#### Actions to take
**A)** In the text about the Norton House Historic District, retype the stretch from "The Norton House" through "Places in 2004.".
**B)** According to the text about the Norton House Historic District, in what year was ownership of the house and barn divided?
*** Opening of Passage provided ***
Historic district in Maine, United States

The Norton House Historic District encompasses two properties that formerly constituted the central portion of a suburban country estate in Falmouth, Maine. Located on Foreside Road, overlooking Casco Bay, the landscaped properties include a house and former carriage house designed by John Calvin Stevens and John Howard Stevens in 1912. The district was listed on the National Register of Historic Places in 2004.

==Description and history==
Until the early 20th century, the area known as Falmouth Foreside was a predominantly rural and agricultural area. By 1910 a full-scale conversion of the area to coastal estate homes was well underway, with landowners selling off coastal properties for development. The family of Ralph S. Norton, an insurance executive based in Portland, owned a small farm in the area, and Norton decided in 1911 to build a more substantial summer house on a high point overlooking Casco Bay. He retained John Howard Stevens, who developed a plan that included a house, carriage barn, and landscaped garden terraces. It is surmised that Carl Rust Parker, a prominent Portland landscape architect, was involved in the design of the grounds. The Norton estate was originally several hundred acres, most of which has since been subdivided (including the property of the Portland Yacht Club). Ownership of the house and barn was divided in 1967, after which the barn was converted to a residence.
*** Close of Passage provided ***
*** Opening of Data ***
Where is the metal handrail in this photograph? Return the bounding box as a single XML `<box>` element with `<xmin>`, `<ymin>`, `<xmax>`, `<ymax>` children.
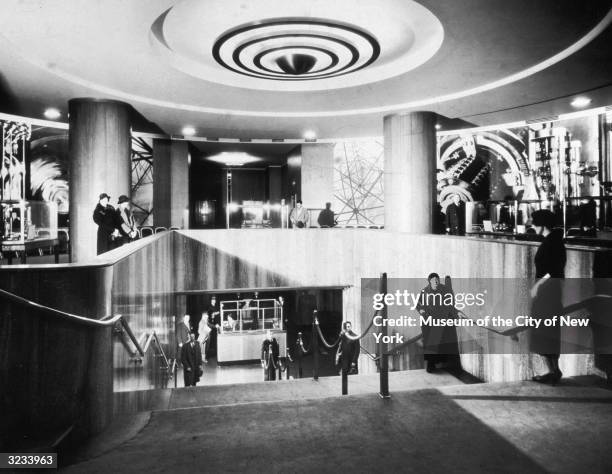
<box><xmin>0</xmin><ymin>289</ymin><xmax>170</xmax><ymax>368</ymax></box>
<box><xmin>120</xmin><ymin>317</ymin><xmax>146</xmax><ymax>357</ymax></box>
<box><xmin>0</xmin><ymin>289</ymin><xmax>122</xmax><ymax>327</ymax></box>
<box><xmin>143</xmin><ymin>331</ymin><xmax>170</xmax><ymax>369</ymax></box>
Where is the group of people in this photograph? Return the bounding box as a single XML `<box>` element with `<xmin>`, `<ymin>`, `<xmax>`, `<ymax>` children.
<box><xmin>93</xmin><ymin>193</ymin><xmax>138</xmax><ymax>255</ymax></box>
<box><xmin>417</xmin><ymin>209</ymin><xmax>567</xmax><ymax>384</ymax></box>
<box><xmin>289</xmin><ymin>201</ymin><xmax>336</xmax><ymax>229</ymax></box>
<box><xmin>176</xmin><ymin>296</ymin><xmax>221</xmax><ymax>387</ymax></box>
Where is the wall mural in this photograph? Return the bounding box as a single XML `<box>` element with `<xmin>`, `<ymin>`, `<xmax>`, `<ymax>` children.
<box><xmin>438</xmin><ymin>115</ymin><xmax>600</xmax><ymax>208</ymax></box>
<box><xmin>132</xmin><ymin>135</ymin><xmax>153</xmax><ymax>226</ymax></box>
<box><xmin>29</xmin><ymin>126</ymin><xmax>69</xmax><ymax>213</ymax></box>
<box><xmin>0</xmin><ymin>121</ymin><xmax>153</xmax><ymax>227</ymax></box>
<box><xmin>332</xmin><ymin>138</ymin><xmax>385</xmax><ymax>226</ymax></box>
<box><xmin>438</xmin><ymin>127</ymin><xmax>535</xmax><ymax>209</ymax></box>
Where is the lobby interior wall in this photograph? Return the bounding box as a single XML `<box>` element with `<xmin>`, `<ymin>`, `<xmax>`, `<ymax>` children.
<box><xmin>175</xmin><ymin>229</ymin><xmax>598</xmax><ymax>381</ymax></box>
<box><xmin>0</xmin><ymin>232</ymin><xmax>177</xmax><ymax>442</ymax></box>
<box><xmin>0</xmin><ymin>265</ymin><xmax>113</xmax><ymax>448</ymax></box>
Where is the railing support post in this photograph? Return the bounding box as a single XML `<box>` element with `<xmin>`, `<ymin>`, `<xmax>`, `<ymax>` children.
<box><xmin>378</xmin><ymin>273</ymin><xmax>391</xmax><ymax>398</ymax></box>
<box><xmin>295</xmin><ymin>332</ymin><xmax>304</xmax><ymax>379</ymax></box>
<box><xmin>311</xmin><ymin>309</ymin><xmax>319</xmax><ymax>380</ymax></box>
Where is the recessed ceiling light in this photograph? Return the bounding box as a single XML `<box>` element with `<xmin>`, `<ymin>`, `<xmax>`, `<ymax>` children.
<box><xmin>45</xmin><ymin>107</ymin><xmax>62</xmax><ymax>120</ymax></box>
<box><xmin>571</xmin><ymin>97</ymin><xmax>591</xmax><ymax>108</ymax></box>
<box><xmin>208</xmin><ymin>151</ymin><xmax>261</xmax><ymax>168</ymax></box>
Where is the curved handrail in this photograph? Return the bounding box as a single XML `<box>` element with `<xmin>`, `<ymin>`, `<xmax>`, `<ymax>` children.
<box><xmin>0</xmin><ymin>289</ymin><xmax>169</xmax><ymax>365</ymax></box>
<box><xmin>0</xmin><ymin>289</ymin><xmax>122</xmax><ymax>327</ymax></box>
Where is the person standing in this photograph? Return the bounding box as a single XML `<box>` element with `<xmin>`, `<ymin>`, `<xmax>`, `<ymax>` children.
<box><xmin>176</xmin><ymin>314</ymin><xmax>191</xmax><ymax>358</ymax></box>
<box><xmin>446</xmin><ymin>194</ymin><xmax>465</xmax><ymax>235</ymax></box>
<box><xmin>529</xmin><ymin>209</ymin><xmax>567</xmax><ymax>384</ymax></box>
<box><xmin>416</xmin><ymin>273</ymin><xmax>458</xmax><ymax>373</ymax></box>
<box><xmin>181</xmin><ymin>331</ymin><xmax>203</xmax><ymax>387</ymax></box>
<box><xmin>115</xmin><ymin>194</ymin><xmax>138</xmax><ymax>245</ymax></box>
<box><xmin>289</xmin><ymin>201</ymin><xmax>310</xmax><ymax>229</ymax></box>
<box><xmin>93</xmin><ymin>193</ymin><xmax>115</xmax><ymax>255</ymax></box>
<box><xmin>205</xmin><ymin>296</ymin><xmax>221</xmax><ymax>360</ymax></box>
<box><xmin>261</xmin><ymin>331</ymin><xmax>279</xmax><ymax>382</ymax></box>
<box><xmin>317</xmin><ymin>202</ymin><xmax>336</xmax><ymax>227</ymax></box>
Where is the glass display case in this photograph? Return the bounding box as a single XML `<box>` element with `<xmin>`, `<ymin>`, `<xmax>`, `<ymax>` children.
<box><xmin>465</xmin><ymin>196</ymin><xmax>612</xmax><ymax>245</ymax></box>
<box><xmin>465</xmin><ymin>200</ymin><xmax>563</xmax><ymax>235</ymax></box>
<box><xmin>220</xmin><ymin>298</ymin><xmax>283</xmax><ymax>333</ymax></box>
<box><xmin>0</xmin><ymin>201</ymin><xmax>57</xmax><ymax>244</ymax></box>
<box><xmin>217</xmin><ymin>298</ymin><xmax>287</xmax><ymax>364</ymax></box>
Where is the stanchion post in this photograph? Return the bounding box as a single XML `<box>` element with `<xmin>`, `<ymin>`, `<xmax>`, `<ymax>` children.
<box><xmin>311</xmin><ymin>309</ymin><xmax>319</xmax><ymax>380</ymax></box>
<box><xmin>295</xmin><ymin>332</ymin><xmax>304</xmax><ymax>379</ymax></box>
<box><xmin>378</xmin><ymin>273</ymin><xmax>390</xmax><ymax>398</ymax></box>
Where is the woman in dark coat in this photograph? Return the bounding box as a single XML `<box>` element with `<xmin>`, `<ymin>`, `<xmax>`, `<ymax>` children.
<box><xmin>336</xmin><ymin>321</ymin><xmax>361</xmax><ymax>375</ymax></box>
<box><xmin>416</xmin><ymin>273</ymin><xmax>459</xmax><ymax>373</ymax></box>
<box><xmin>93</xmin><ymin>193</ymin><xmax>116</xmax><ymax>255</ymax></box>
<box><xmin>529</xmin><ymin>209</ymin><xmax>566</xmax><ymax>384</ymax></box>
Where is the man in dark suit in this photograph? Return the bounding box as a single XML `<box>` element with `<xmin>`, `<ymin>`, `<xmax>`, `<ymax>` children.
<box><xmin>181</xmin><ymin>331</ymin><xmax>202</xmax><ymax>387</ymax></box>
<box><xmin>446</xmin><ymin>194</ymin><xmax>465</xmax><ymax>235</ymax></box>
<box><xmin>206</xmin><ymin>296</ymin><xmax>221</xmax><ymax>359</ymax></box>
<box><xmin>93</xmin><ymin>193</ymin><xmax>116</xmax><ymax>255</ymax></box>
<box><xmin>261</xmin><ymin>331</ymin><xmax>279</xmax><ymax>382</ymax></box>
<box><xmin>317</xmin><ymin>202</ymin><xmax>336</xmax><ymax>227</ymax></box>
*** Close of Data ***
#### Expected outputs
**A)**
The Norton House Historic District encompasses two properties that formerly constituted the central portion of a suburban country estate in Falmouth, Maine. Located on Foreside Road, overlooking Casco Bay, the landscaped properties include a house and former carriage house designed by John Calvin Stevens and John Howard Stevens in 1912. The district was listed on the National Register of Historic Places in 2004.

**B)** 1967